▶ **Linhas extraídas**

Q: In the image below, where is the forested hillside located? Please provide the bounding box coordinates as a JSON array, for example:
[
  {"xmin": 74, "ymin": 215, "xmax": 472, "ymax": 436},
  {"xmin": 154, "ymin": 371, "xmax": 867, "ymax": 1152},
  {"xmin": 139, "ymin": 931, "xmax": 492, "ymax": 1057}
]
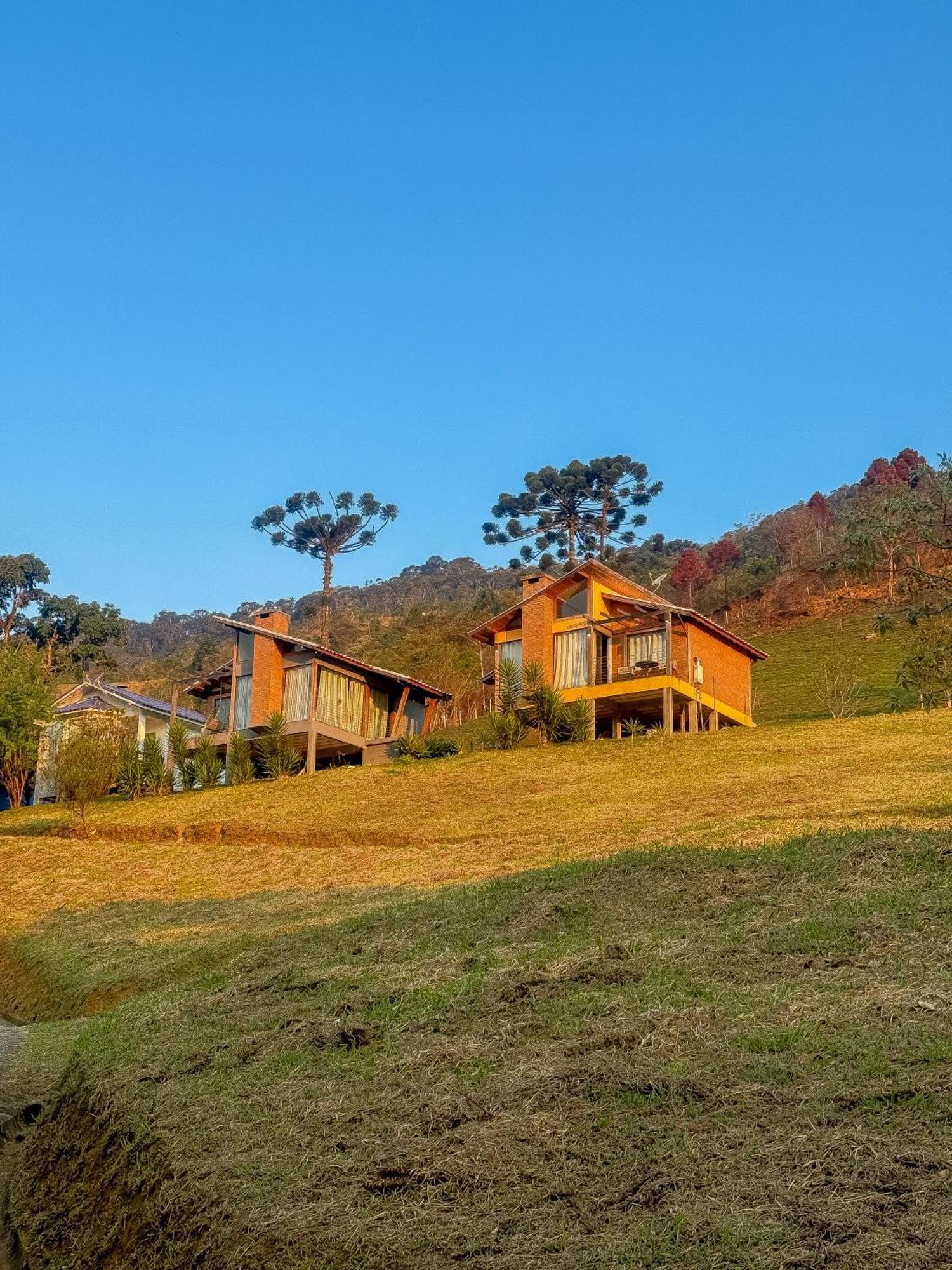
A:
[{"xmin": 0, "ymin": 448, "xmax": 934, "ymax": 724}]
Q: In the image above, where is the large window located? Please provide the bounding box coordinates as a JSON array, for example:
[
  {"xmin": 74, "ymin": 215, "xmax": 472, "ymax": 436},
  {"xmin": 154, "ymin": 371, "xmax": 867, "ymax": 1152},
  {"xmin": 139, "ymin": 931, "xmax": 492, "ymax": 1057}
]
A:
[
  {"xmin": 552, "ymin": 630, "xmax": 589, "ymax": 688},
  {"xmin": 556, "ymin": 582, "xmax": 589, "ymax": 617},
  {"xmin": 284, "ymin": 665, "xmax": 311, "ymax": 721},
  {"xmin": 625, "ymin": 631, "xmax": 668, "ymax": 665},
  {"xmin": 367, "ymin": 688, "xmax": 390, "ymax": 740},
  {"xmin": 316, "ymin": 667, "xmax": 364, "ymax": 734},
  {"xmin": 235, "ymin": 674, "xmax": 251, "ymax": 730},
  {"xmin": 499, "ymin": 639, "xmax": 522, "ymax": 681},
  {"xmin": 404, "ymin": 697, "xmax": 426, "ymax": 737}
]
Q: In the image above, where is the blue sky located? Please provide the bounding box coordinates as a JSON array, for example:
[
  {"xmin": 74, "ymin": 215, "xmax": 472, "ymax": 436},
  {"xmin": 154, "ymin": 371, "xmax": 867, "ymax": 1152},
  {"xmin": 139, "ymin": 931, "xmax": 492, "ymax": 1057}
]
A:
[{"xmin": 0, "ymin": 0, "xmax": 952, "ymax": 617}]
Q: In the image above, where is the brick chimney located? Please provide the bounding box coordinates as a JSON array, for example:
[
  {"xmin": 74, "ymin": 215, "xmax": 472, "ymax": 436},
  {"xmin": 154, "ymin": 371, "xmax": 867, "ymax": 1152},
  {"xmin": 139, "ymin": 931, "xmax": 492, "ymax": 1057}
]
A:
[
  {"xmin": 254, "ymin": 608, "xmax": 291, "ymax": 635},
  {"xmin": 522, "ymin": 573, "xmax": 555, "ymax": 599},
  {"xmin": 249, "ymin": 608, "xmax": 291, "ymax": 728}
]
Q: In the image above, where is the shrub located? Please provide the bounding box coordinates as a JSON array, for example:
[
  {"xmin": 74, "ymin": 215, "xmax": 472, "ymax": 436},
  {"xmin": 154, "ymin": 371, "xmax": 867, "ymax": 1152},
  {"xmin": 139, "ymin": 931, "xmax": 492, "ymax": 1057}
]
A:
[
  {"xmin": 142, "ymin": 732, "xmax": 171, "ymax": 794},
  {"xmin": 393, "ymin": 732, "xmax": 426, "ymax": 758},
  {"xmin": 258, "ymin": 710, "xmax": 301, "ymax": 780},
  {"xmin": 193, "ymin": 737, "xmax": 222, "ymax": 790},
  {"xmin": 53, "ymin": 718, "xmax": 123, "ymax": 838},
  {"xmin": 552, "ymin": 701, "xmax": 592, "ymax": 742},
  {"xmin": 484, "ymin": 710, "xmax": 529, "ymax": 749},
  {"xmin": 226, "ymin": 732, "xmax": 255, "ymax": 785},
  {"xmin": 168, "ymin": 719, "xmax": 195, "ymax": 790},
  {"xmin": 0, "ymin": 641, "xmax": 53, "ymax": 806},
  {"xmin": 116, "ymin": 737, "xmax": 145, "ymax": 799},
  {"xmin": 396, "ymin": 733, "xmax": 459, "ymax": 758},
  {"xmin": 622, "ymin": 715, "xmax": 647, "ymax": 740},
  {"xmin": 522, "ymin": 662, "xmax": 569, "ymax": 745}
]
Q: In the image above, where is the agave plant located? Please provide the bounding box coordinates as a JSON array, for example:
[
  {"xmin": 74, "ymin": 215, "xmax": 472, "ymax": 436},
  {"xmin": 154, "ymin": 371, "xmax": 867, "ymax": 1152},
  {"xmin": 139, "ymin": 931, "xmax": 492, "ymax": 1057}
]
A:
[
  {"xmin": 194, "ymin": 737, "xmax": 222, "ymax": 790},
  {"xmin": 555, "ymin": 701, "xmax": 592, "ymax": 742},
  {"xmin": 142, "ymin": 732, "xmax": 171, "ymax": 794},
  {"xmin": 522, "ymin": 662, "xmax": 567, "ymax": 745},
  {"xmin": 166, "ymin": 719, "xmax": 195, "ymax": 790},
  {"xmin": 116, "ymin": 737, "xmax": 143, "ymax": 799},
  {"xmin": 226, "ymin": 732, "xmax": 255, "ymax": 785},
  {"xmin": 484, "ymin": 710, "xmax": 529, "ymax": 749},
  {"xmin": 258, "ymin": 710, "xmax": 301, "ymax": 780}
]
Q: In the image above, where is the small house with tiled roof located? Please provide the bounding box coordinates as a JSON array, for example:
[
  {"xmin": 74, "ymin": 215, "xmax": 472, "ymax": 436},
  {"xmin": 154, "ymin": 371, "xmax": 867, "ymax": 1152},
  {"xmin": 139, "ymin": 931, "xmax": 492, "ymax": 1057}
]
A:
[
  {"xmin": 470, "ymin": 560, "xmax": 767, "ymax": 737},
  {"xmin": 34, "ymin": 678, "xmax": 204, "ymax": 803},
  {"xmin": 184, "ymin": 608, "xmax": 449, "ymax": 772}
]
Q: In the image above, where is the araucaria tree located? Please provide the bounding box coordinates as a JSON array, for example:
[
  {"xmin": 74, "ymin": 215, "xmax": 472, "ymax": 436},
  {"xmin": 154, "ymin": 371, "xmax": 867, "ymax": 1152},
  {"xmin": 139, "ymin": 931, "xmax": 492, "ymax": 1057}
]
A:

---

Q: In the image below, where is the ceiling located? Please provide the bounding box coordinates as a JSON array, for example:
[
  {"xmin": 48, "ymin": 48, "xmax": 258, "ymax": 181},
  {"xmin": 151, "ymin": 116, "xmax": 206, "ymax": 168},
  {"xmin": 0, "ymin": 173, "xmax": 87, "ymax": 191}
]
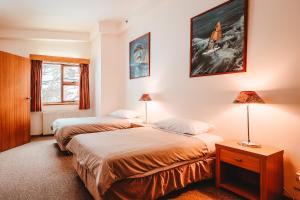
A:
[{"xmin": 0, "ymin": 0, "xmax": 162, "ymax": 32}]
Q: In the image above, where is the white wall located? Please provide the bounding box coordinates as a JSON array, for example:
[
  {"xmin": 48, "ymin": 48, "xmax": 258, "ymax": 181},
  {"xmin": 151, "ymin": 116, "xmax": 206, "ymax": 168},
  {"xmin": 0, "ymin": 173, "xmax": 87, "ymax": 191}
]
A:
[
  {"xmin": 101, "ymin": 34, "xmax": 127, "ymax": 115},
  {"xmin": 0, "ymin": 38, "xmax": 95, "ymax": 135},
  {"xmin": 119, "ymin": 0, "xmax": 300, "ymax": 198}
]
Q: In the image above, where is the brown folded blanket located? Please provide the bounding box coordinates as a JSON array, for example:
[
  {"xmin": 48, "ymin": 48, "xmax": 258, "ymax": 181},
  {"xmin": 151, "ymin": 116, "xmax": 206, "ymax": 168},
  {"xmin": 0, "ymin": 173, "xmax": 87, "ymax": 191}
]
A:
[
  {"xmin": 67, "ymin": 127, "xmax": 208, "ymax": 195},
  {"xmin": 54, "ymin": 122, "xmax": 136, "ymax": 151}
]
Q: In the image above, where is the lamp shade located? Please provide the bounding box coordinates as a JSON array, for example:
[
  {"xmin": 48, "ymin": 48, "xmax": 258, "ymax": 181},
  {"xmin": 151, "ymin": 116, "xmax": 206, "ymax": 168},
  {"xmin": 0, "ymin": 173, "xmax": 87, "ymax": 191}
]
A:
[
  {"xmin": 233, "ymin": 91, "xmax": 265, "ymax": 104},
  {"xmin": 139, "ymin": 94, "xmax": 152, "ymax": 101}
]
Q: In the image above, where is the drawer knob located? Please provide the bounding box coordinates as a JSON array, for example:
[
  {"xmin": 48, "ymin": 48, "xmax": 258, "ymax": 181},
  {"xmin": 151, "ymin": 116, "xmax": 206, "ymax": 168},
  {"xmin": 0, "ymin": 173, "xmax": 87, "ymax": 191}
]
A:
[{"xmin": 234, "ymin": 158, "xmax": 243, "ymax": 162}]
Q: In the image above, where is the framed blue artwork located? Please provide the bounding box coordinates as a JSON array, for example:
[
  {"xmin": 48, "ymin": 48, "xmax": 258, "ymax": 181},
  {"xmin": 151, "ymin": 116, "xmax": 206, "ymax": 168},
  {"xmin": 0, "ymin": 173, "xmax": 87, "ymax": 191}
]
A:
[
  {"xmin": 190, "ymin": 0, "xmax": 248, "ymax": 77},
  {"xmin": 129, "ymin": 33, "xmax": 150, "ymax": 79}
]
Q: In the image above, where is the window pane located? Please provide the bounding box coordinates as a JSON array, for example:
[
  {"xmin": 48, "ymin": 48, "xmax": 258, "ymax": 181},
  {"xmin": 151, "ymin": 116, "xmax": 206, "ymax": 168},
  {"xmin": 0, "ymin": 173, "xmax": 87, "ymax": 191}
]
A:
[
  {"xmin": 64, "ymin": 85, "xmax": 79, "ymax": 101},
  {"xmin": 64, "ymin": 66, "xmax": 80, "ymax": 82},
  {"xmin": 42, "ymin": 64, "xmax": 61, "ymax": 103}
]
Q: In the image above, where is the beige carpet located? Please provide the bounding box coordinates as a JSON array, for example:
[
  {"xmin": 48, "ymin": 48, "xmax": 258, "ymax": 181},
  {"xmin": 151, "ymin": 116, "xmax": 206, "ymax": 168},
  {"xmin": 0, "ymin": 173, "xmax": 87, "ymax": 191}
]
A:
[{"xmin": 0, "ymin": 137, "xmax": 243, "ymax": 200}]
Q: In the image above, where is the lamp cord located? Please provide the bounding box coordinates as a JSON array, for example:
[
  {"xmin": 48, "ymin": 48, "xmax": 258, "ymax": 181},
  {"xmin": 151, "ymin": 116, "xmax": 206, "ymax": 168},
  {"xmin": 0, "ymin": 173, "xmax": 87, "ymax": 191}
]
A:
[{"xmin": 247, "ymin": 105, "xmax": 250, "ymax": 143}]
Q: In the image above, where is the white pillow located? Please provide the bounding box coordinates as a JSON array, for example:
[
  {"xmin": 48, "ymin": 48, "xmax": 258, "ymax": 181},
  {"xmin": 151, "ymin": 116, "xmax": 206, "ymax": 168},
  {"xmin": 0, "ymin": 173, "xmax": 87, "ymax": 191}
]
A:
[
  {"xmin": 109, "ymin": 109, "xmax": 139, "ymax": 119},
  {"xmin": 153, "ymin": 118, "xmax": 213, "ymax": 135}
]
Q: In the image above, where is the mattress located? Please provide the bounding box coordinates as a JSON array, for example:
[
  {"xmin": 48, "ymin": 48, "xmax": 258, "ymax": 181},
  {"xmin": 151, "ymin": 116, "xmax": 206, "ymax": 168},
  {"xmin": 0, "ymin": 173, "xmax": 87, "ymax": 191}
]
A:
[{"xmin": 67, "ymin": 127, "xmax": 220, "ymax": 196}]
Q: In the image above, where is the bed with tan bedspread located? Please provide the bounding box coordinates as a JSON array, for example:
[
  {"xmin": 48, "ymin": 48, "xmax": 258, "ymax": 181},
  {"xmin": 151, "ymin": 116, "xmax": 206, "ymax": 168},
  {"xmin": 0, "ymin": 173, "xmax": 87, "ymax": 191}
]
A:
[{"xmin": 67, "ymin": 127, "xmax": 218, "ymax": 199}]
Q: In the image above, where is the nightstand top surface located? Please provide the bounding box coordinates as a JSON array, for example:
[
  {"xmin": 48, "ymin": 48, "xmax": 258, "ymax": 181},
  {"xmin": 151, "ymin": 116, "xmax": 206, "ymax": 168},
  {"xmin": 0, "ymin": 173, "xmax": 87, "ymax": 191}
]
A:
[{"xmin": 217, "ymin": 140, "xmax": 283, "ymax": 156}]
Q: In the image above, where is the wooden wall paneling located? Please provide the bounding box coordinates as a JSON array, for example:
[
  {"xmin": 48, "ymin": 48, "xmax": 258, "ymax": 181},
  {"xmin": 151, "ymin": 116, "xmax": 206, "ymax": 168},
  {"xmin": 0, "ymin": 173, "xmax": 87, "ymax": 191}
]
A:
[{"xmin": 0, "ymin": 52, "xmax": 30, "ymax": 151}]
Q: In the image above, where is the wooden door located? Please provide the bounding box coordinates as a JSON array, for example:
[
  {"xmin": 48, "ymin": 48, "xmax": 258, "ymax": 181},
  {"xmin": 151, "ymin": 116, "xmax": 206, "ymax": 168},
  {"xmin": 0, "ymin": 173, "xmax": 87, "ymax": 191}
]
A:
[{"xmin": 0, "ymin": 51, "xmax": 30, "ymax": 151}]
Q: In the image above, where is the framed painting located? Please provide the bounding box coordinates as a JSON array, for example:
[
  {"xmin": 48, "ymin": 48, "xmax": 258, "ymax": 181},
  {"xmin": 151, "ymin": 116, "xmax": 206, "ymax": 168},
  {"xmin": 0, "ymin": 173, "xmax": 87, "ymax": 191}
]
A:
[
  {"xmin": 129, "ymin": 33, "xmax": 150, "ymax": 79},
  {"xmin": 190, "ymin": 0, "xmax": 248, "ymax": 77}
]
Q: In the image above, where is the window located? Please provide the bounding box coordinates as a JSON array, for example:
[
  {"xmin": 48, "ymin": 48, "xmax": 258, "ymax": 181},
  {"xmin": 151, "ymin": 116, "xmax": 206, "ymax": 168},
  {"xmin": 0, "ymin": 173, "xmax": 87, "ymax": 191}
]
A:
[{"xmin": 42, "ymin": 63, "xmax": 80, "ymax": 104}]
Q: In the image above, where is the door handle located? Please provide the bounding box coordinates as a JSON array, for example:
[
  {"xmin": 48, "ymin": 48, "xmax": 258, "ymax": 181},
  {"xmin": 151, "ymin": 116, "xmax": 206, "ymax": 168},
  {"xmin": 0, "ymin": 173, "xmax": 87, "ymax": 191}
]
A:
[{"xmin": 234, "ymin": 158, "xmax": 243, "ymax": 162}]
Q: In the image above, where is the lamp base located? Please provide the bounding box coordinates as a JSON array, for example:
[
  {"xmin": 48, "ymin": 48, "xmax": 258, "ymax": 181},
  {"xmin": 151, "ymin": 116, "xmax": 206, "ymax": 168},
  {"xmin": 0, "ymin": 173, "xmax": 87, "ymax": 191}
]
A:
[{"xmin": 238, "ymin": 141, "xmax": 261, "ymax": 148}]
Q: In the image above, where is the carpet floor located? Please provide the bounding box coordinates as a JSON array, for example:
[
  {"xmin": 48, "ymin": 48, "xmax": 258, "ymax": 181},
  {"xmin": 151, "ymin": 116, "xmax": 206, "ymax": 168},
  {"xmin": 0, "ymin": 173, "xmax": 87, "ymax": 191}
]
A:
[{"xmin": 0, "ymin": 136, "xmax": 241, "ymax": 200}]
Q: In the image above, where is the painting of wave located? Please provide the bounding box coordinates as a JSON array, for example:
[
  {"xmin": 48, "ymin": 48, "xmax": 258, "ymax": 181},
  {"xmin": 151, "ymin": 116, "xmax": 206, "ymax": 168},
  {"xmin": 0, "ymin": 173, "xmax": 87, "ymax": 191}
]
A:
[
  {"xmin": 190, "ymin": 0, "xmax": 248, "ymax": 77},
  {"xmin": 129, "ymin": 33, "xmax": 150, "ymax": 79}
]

---

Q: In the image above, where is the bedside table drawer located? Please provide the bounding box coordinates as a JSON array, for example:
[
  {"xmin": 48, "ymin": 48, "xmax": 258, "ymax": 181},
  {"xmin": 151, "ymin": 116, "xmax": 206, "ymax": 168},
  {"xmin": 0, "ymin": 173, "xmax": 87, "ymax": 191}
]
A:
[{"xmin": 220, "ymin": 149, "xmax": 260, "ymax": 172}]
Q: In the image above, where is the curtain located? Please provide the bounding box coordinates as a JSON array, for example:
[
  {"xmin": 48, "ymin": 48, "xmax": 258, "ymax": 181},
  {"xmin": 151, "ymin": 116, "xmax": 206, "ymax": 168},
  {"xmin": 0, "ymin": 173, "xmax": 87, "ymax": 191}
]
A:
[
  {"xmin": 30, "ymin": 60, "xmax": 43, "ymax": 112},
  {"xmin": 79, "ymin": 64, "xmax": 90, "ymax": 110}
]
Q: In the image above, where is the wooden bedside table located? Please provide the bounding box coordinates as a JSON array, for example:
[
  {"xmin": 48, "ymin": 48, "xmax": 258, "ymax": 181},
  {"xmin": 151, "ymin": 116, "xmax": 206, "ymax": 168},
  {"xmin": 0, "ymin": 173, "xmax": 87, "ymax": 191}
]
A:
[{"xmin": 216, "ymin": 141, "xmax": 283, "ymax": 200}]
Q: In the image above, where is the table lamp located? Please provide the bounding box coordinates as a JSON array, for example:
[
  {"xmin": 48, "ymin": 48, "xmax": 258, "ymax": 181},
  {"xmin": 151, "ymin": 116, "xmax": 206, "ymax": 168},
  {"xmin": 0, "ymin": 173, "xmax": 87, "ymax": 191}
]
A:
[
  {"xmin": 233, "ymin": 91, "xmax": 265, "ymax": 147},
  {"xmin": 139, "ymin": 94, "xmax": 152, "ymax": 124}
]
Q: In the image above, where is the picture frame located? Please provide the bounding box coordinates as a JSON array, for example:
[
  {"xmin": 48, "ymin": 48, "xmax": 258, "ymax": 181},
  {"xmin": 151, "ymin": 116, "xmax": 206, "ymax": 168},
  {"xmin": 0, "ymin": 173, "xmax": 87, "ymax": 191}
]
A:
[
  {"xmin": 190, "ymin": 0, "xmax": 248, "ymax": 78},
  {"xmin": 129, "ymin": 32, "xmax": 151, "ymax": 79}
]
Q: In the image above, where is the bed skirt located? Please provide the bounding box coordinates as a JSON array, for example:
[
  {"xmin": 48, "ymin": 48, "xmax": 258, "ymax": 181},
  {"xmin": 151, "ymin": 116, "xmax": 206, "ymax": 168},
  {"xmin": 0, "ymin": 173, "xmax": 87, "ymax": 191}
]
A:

▶ **Requisitos da tarefa**
Conte quantas das linhas acima contêm a string "door", diferenciando maiúsculas de minúsculas. Informe apenas o número.

▶ **Resposta**
2